▶ THE EXERCISE
Copy word for word everything from the start of the rows down to and including the line that contains "(218, 1065)".

Rows from a data source
##############################

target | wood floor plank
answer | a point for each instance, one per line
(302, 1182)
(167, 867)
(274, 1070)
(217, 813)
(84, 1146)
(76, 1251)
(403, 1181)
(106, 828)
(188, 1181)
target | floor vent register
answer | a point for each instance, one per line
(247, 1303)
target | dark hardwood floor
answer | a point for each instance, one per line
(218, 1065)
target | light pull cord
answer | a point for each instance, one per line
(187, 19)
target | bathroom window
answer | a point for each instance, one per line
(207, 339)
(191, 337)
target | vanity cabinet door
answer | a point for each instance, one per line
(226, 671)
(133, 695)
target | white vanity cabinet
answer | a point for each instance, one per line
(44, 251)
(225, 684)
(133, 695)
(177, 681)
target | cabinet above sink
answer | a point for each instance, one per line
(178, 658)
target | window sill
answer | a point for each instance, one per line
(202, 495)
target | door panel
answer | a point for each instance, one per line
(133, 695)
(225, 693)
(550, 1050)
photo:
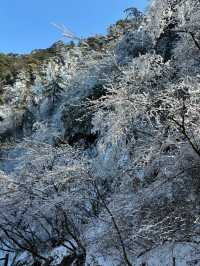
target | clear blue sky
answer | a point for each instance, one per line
(26, 24)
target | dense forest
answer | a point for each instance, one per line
(100, 147)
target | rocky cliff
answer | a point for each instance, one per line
(100, 152)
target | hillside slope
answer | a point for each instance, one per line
(100, 152)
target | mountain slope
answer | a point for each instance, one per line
(100, 146)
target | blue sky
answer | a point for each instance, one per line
(26, 24)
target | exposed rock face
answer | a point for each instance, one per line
(100, 146)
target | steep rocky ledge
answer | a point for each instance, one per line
(100, 156)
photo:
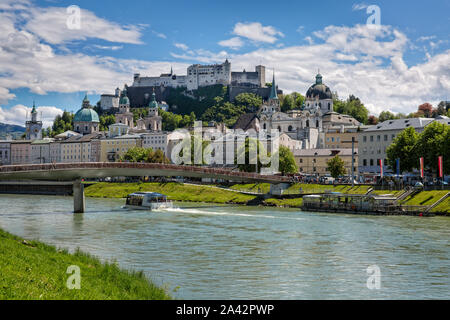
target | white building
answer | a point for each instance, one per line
(40, 151)
(308, 124)
(374, 141)
(5, 153)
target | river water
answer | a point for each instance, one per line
(238, 252)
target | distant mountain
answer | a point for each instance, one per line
(11, 129)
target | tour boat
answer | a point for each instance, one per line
(147, 201)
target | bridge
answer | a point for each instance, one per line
(75, 172)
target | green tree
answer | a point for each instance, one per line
(386, 115)
(352, 107)
(434, 142)
(137, 154)
(336, 167)
(287, 161)
(157, 156)
(251, 151)
(404, 148)
(249, 101)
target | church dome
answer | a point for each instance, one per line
(86, 115)
(319, 90)
(124, 98)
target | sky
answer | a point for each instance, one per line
(393, 55)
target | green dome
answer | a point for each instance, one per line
(153, 103)
(86, 115)
(123, 97)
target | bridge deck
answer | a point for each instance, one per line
(73, 171)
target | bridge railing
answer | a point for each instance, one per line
(136, 165)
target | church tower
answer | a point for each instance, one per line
(33, 127)
(125, 116)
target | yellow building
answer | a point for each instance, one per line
(111, 149)
(77, 148)
(314, 161)
(341, 137)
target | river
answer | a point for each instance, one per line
(238, 252)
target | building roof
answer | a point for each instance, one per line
(245, 121)
(319, 90)
(86, 115)
(324, 152)
(85, 138)
(400, 124)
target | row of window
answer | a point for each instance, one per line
(385, 138)
(373, 163)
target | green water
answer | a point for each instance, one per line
(236, 252)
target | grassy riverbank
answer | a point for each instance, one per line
(213, 194)
(31, 270)
(175, 191)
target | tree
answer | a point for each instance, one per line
(372, 120)
(426, 109)
(386, 115)
(249, 101)
(251, 151)
(404, 148)
(136, 154)
(336, 167)
(352, 107)
(432, 143)
(286, 161)
(157, 156)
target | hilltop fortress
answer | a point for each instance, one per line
(206, 75)
(197, 76)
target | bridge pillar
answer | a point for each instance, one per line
(277, 189)
(78, 197)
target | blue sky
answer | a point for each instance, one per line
(399, 65)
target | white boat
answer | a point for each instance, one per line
(147, 201)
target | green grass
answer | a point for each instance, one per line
(174, 191)
(444, 206)
(292, 203)
(424, 198)
(36, 271)
(254, 187)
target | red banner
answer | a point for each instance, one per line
(421, 167)
(381, 167)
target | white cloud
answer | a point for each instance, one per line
(359, 6)
(355, 60)
(426, 38)
(233, 43)
(257, 32)
(113, 48)
(181, 46)
(50, 24)
(17, 115)
(159, 34)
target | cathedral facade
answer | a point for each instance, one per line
(308, 123)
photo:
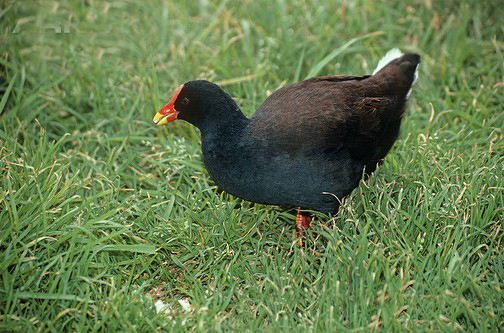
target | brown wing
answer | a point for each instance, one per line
(320, 113)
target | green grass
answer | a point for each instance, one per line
(102, 213)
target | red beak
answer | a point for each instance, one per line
(168, 112)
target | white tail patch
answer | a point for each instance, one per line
(391, 55)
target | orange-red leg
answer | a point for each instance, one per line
(302, 224)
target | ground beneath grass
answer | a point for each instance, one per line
(108, 223)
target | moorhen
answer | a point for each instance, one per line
(308, 144)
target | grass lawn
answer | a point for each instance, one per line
(103, 214)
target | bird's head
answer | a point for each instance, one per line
(194, 101)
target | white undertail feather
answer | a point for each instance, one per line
(389, 56)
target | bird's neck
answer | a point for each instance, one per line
(226, 125)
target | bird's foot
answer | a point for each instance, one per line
(302, 224)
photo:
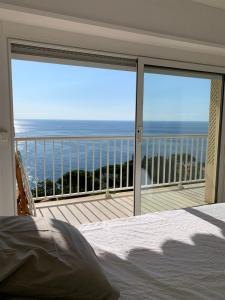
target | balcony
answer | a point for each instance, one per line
(90, 179)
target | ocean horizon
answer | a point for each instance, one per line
(43, 128)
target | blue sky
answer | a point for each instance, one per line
(55, 91)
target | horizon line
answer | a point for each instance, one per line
(107, 120)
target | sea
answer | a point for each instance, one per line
(42, 161)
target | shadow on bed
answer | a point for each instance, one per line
(195, 269)
(191, 270)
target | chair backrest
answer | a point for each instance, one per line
(25, 202)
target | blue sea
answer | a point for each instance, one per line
(62, 160)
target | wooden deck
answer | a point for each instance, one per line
(96, 208)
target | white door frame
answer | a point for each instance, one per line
(141, 62)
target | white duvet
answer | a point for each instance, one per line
(168, 255)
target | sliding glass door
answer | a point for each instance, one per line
(178, 116)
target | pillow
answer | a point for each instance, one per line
(49, 259)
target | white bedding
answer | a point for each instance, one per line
(168, 255)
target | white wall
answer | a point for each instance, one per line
(181, 18)
(180, 21)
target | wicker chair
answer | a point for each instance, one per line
(25, 202)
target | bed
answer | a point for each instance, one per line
(167, 255)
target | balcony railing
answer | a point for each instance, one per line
(59, 167)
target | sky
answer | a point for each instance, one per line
(66, 92)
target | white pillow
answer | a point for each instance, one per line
(49, 259)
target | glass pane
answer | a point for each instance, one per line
(74, 127)
(181, 113)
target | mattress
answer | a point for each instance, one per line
(167, 255)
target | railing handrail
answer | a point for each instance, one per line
(108, 137)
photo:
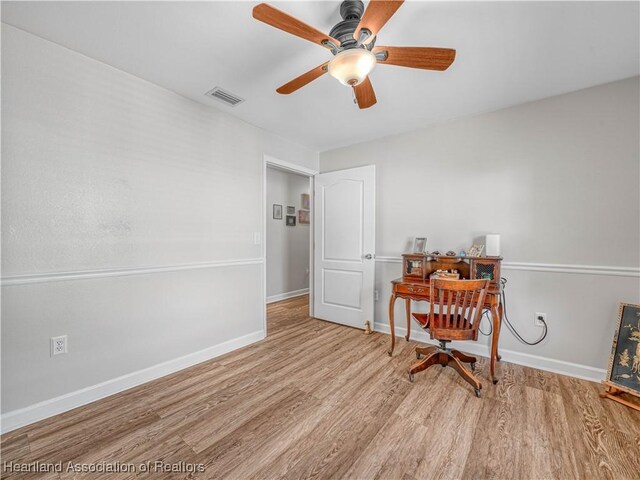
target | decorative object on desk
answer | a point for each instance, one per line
(420, 245)
(623, 375)
(305, 201)
(446, 275)
(303, 217)
(414, 265)
(492, 245)
(486, 268)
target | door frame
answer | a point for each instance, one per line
(269, 161)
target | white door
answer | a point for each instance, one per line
(344, 234)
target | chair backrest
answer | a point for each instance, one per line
(459, 308)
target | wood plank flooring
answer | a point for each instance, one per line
(318, 400)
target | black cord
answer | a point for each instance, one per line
(503, 282)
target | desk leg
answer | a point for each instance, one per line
(500, 317)
(407, 306)
(392, 327)
(494, 342)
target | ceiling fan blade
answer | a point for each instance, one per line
(303, 79)
(375, 16)
(427, 58)
(277, 18)
(364, 94)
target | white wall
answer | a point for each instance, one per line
(287, 247)
(128, 217)
(557, 178)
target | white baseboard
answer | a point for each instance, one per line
(48, 408)
(525, 359)
(284, 296)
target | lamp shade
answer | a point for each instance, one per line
(352, 66)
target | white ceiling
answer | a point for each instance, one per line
(507, 53)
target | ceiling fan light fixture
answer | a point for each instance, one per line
(352, 66)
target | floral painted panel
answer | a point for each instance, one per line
(624, 365)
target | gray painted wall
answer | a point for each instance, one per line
(287, 247)
(557, 178)
(102, 170)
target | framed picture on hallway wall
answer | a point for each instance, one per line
(277, 212)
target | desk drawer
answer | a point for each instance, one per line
(412, 289)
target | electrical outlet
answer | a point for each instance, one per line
(58, 345)
(540, 318)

##############################

▶ EXERCISE OUTPUT
target | wood floor plank
answer | a point for each instance, one per line
(302, 1182)
(167, 867)
(274, 1070)
(217, 813)
(84, 1146)
(76, 1251)
(403, 1181)
(106, 828)
(188, 1181)
target | floor vent register
answer | a point for each instance, one per line
(247, 1303)
target | dark hardwood floor
answer | a point for each instance, one per line
(218, 1065)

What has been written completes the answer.